• Stated goal 1:
In the article on saying "no" at work below, list the valid reasons it gives for why you may struggle to turn down work.
• Stated goal 2:
Write the next part of the article on saying "no" at work below, picking up after its last sentence.

• Selection:
|---|
How saying ‘NO’ at Work can be Good for Everyone {Infographic}

There are many valid reasons why you may struggle to say ‘no’ at work: you’re ambitious, you want to make a good impression, you want to play your part. There are also plenty of bad ones – for example, if you fear your job may be threatened if you don’t do everything that’s asked of you. But worker and employer alike can benefit from a more open dialogue around the issue of workload. Simply put, if you take on more work than you can handle, you will do it to a lower quality – which impacts on your reputation, and that of your employer.

So most of us know that we should be able to turn down the occasional request, but that doesn’t make it any easier to do so. Indeed, plunge right into to the self-assertion zone, and you could end up doing more damage than good. Of course, bosses don’t like to be told the ‘n’-word, and colleagues don’t like you shifting your work to them. That is why it is important to be transparent, honest and reasonable when discussing your workload with others.

First, you need to identify the source of the issue for yourself. If somebody makes a request that you instinctively feel is unachievable, ask yourself some clear questions: do you have enough time to get it done? Will your other work suffer if you do? Are you the best person for the task? If any of these answers point towards turning it down, then you probably need to do so.
|---|
• Stored data:
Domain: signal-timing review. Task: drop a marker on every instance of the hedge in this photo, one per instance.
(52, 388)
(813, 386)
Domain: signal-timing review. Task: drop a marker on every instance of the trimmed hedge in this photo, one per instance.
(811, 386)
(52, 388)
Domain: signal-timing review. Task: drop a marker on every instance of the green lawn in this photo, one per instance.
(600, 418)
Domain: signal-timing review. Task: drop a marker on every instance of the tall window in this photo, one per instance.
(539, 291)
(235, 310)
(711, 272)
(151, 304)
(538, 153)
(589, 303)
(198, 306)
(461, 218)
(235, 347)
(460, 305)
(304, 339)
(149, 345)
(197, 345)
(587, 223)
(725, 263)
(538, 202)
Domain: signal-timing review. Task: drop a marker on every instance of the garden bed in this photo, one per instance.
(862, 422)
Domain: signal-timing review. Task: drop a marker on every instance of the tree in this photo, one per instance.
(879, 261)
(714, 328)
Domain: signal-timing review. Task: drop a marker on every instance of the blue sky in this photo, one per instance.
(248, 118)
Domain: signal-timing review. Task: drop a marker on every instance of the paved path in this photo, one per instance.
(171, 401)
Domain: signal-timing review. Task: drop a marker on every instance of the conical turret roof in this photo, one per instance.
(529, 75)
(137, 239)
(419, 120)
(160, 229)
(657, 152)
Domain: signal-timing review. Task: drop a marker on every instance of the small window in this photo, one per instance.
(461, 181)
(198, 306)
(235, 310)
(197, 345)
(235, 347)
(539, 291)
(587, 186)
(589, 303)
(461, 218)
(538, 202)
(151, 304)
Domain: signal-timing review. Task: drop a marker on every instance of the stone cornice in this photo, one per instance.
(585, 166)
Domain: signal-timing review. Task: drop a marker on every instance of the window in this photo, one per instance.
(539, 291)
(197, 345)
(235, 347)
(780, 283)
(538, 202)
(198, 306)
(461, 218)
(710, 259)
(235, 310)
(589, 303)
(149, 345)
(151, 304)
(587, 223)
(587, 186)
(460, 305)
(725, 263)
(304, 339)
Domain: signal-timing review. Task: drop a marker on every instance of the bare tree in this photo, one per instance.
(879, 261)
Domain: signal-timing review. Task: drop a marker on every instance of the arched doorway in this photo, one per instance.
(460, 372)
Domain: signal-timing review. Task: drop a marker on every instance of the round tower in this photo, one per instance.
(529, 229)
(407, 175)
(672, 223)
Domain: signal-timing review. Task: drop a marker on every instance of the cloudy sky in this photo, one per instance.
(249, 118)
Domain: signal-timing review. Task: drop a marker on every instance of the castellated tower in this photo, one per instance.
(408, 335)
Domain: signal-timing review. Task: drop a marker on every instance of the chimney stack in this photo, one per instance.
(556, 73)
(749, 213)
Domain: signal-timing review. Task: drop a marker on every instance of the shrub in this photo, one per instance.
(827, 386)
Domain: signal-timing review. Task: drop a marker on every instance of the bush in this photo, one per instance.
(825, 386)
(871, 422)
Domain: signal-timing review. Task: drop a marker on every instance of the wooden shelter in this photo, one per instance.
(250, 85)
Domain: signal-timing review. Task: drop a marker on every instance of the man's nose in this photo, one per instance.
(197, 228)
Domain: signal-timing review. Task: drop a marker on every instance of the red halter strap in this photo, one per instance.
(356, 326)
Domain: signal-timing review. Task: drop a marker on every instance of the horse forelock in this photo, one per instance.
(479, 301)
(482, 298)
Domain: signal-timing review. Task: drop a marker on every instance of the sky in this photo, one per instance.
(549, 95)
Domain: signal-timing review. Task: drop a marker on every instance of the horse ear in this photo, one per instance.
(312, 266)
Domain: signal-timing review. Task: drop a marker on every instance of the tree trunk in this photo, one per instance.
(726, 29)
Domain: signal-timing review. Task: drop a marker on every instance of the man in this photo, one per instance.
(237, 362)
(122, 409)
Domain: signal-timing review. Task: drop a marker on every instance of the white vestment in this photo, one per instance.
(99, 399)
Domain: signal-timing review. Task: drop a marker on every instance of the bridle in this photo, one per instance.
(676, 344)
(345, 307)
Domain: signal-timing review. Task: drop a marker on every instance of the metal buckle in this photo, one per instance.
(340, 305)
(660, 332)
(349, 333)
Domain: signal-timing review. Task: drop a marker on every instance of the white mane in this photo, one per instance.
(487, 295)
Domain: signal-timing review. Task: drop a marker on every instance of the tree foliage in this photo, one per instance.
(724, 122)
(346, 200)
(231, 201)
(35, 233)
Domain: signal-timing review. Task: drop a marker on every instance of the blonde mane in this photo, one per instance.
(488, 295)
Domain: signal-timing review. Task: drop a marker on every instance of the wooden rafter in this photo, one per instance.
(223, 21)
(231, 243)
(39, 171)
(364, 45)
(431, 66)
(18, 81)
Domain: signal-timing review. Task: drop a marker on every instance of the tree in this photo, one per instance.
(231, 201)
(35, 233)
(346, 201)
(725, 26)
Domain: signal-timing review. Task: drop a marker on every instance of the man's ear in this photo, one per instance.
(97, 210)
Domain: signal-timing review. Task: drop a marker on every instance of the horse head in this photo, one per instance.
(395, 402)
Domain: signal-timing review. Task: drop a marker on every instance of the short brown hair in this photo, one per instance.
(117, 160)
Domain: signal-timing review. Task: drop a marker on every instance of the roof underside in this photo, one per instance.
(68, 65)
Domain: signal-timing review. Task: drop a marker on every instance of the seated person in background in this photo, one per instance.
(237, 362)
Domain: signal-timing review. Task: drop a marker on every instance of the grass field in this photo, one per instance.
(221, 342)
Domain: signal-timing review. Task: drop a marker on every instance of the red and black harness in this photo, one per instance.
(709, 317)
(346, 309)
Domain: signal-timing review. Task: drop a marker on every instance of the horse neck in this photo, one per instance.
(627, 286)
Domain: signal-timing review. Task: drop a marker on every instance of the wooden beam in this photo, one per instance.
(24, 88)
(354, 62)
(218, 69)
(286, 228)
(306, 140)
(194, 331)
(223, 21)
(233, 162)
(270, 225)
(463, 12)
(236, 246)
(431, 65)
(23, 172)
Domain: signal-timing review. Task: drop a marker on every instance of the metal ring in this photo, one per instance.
|---|
• Task answer 1:
- You're ambitious.
- You want to make a good impression.
- You want to play your part.

• Task answer 2:
The first rule of saying ‘no’ is to do it in person where possible. Email and even phone conversations can be too ambiguous if you are talking over a contentious issue. In person, your tone and body language – and even the fact that you have arranged to meet face-to-face – should give voice to your good intentions.

Don’t forget to express your gratitude at being considered for the task, but do your best to offer rational reasons for declining – and help with solutions if you can. For example, if you know someone better suited for the work, say so; and if you’re struggling with your schedule, arrange a meeting to look into better ways of organizing your day.

A new infographic from The Business Backer provides the perfect road map for identifying and responding to ‘no’ situations at work. Next time you feel you’re being asked too much, think twice before you plough on. You needn’t feel guilty when an honest answer is what’s best for the business.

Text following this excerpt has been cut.